### EXERCISE DESCRIPTION
Copy the listing below word for word, from the line containing "indicate the yellow tarp with a point" through the last line of the listing, including both of those lines.

(Coordinate annotation entries)

=-=-=

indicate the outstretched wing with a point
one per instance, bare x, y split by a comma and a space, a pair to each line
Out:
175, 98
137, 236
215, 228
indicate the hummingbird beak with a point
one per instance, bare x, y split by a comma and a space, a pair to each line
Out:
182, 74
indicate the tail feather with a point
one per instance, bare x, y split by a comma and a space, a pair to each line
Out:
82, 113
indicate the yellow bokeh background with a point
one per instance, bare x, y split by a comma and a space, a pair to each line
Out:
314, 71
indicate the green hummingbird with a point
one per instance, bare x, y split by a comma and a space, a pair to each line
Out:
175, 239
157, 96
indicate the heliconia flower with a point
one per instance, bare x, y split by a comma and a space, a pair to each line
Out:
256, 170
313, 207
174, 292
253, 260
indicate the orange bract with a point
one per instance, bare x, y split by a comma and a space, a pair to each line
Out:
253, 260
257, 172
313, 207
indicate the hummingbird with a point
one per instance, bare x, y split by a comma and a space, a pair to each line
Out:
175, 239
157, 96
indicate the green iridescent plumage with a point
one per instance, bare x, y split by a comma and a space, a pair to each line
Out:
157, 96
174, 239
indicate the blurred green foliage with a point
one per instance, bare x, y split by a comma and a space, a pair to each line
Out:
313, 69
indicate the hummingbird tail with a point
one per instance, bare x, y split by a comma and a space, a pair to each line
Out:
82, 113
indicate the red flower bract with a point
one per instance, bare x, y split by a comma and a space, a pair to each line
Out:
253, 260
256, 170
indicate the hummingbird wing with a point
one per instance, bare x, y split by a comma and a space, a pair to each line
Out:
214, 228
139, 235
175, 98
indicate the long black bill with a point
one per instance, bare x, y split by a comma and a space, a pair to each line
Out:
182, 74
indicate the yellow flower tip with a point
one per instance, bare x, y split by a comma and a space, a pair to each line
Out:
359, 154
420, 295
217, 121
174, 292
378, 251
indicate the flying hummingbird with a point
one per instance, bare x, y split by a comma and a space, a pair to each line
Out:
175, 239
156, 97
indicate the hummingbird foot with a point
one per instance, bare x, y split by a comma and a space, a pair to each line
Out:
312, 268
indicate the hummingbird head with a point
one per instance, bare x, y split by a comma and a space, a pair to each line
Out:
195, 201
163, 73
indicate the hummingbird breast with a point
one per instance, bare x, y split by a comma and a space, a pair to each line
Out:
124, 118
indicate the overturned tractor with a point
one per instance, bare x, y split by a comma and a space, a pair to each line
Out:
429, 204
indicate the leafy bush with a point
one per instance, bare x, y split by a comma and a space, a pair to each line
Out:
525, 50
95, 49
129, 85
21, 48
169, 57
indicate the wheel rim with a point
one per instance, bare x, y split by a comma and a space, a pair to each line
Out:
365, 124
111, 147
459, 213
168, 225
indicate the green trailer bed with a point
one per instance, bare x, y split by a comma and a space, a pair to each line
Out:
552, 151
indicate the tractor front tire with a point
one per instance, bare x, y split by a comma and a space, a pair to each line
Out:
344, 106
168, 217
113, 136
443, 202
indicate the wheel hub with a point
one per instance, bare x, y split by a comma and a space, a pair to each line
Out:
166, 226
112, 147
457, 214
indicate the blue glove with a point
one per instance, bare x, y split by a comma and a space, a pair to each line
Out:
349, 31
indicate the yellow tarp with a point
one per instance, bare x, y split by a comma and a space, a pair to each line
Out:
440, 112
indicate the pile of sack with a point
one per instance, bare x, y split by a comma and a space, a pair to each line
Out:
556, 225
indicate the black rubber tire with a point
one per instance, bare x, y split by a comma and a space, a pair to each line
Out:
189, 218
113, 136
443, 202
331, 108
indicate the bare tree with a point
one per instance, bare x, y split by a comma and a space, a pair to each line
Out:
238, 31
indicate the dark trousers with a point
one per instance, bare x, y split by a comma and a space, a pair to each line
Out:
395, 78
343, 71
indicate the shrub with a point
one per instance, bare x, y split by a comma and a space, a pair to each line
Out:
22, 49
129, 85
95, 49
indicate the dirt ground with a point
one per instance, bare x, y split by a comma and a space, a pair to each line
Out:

=-=-=

### THE SOLUTION
indicate the yellow tarp with a point
one per instance, bare x, y split by a comma and a space, a pair to each line
Out:
440, 112
indicate the pile of sack with a point
one per instance, bare x, y split by a comma and a space, a pair to each line
Out:
556, 225
indicate the black rubber tire with a point
one per instance, bare x, y split by a comma and a space, a pair to each line
Out:
189, 218
113, 136
443, 202
331, 108
indicate the bare tree with a point
one per instance, bare x, y split by a comma and a space, a pair to each line
Out:
238, 31
indicate the dark trousers with a point
one per instance, bare x, y split by a comma and a space, a pair to each line
Out:
395, 78
343, 71
indicate the shrub with a point
one per instance, bare x, y split by a comma and a space, a pair to each line
Out:
22, 49
129, 85
95, 49
indicate the dirt ground with a point
one per instance, bare x, y split by a comma and a space, a pair to each line
Out:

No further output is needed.